── GIVEN INFORMATION ──

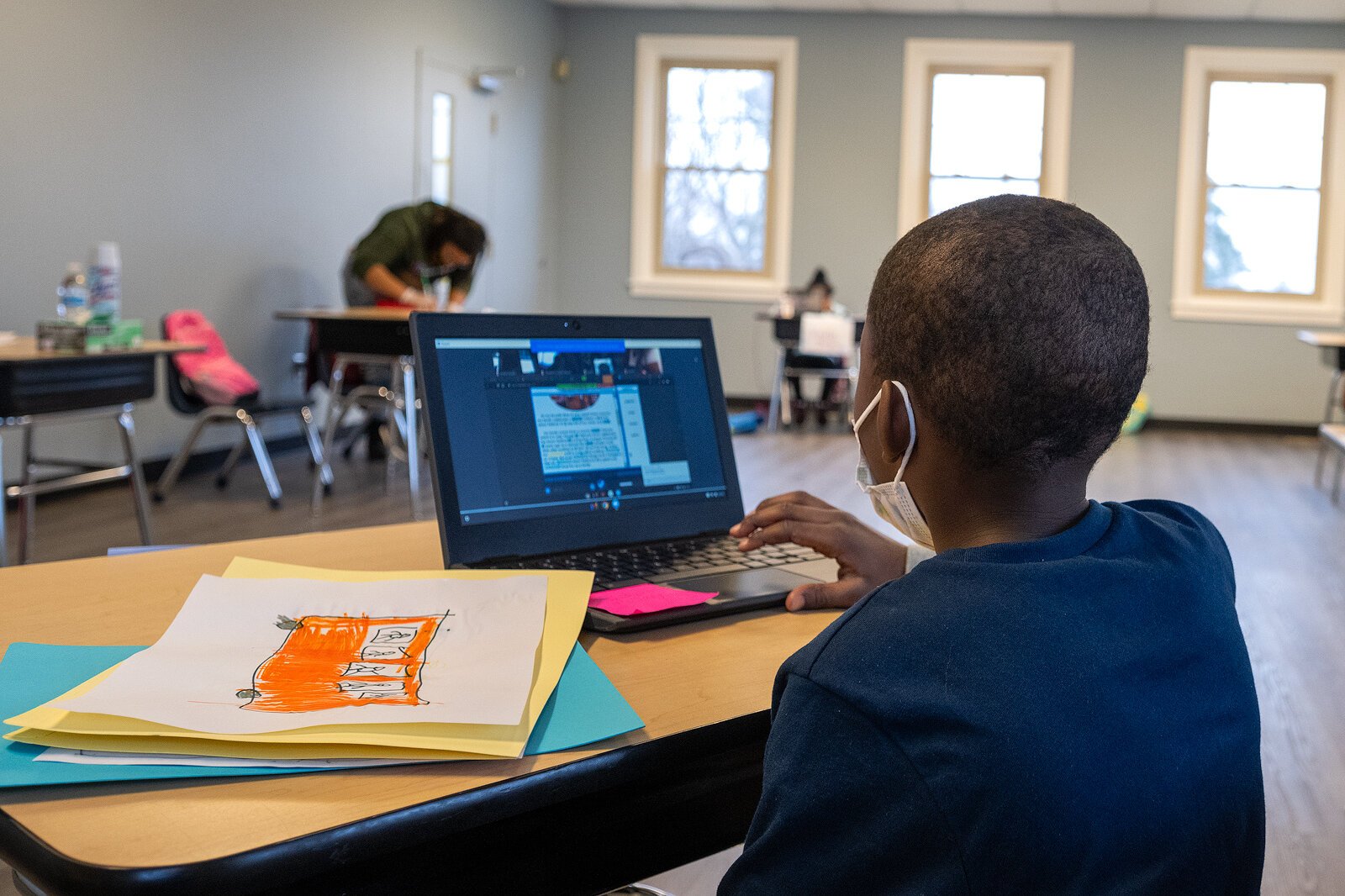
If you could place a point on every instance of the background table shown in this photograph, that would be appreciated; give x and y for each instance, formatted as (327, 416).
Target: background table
(582, 821)
(1331, 343)
(40, 387)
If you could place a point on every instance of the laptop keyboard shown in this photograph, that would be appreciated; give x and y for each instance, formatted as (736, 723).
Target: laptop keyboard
(632, 564)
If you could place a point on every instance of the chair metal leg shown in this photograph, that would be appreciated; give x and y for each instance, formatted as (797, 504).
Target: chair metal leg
(170, 477)
(262, 456)
(335, 408)
(139, 494)
(226, 472)
(315, 445)
(27, 503)
(412, 435)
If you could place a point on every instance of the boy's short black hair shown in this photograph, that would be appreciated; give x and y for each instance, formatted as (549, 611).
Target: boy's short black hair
(1021, 327)
(451, 225)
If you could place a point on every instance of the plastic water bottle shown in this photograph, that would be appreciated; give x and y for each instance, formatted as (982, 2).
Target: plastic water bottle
(105, 293)
(73, 295)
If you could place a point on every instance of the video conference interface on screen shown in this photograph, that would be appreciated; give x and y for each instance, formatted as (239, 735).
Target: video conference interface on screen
(548, 427)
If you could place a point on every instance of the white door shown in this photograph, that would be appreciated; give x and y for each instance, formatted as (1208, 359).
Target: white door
(454, 134)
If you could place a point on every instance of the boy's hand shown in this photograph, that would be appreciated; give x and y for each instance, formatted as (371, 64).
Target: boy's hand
(867, 559)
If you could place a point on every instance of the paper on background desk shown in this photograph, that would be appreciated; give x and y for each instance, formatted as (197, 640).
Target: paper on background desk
(567, 599)
(256, 656)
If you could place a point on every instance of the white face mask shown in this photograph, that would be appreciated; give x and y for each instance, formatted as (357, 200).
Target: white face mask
(892, 499)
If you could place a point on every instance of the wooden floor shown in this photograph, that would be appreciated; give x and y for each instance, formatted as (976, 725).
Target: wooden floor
(1286, 537)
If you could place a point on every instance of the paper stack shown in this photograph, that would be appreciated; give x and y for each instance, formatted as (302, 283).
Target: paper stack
(298, 667)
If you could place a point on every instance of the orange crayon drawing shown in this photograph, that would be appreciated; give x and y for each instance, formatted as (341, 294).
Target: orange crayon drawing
(331, 662)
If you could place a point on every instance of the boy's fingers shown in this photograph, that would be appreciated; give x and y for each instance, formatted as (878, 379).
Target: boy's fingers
(820, 535)
(763, 517)
(831, 595)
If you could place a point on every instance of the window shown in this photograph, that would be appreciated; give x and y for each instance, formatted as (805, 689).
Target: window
(1258, 187)
(982, 118)
(713, 167)
(441, 148)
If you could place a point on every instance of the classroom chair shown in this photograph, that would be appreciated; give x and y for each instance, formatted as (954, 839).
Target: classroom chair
(397, 400)
(813, 334)
(246, 414)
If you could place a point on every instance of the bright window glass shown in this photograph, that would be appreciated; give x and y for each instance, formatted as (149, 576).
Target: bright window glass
(716, 195)
(441, 148)
(1263, 202)
(986, 134)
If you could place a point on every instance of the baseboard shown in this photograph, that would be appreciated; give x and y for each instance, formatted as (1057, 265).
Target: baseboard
(1231, 427)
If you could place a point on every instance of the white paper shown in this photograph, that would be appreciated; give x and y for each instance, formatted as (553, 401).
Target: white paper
(826, 334)
(101, 757)
(233, 662)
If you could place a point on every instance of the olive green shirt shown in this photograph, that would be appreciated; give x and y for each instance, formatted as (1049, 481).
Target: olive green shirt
(397, 241)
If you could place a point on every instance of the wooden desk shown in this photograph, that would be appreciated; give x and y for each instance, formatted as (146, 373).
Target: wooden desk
(1331, 342)
(40, 387)
(575, 822)
(369, 331)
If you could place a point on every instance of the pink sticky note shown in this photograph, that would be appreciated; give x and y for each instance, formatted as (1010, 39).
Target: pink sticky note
(646, 599)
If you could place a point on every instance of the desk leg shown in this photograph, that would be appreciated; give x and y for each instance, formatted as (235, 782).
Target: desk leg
(1333, 393)
(127, 427)
(4, 546)
(773, 420)
(412, 428)
(29, 502)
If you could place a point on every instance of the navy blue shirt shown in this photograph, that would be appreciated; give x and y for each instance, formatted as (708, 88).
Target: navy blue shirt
(1073, 714)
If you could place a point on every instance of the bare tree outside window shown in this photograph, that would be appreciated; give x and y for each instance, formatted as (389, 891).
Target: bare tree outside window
(717, 168)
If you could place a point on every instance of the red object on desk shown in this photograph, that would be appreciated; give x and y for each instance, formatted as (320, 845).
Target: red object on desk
(646, 599)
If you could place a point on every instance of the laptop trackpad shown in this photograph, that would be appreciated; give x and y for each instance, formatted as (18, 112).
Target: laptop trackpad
(748, 582)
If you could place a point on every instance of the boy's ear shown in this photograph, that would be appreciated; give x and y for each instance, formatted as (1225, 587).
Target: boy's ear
(894, 425)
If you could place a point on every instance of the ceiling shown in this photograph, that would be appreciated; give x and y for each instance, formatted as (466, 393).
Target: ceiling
(1228, 10)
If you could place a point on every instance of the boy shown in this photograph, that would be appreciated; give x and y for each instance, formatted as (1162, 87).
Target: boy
(1058, 701)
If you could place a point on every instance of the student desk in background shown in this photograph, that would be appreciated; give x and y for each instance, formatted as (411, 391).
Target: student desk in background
(582, 821)
(1333, 346)
(47, 387)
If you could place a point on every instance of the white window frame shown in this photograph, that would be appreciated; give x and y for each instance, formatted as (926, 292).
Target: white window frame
(925, 58)
(1190, 299)
(647, 277)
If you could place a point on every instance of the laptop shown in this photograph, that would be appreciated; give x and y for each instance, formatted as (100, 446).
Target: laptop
(593, 443)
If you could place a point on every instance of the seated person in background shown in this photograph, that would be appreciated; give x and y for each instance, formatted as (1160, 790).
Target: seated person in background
(1060, 698)
(817, 298)
(408, 250)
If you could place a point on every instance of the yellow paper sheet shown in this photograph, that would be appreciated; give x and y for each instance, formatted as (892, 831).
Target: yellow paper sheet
(567, 600)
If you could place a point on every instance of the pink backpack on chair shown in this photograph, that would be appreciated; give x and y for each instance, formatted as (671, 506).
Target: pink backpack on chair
(213, 376)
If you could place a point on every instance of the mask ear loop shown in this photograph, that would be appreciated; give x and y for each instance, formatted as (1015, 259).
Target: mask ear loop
(868, 410)
(911, 419)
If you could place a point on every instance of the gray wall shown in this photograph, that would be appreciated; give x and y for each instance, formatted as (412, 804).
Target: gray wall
(1123, 167)
(235, 150)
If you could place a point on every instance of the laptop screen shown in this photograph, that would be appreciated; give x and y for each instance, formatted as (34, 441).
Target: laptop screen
(576, 427)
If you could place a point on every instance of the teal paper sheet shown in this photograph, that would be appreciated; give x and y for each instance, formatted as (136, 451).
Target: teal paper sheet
(584, 708)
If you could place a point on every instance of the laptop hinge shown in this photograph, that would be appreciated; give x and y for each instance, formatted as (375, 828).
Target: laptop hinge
(495, 562)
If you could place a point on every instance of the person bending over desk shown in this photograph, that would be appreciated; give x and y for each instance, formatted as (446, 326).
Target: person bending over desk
(1060, 698)
(408, 250)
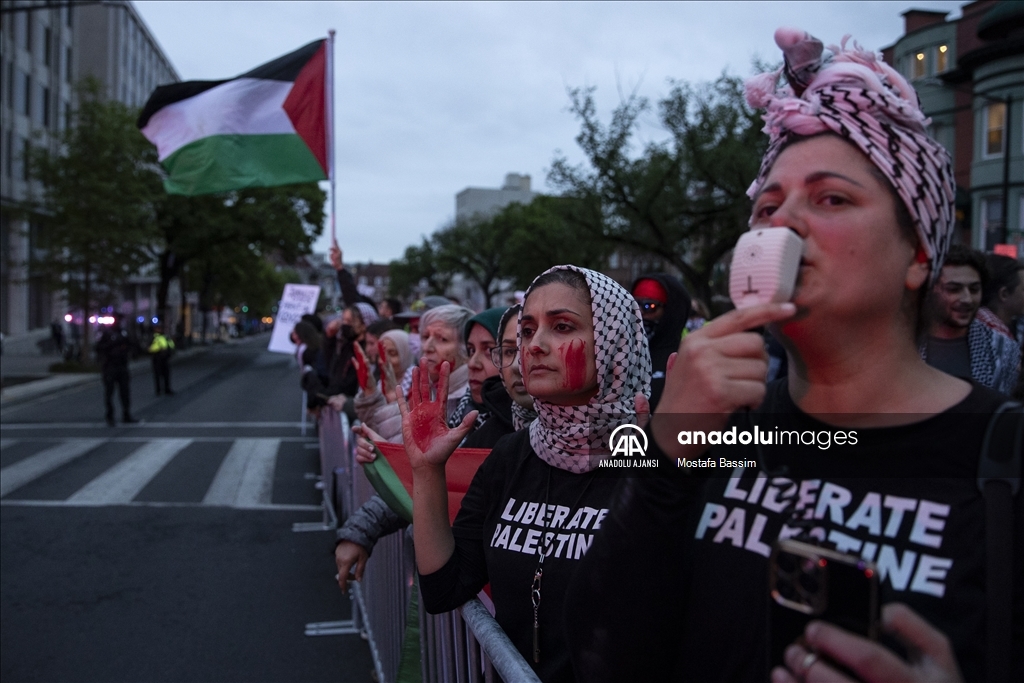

───

Please pull out every line of the records that contains the string "loop", treating uppercase and lowercase as different.

If you could place a point on every instance of the mask ear loop shown in this photograph, that would be appreciated; give x and y for each instance, formatted as (1015, 259).
Target: mask ear loop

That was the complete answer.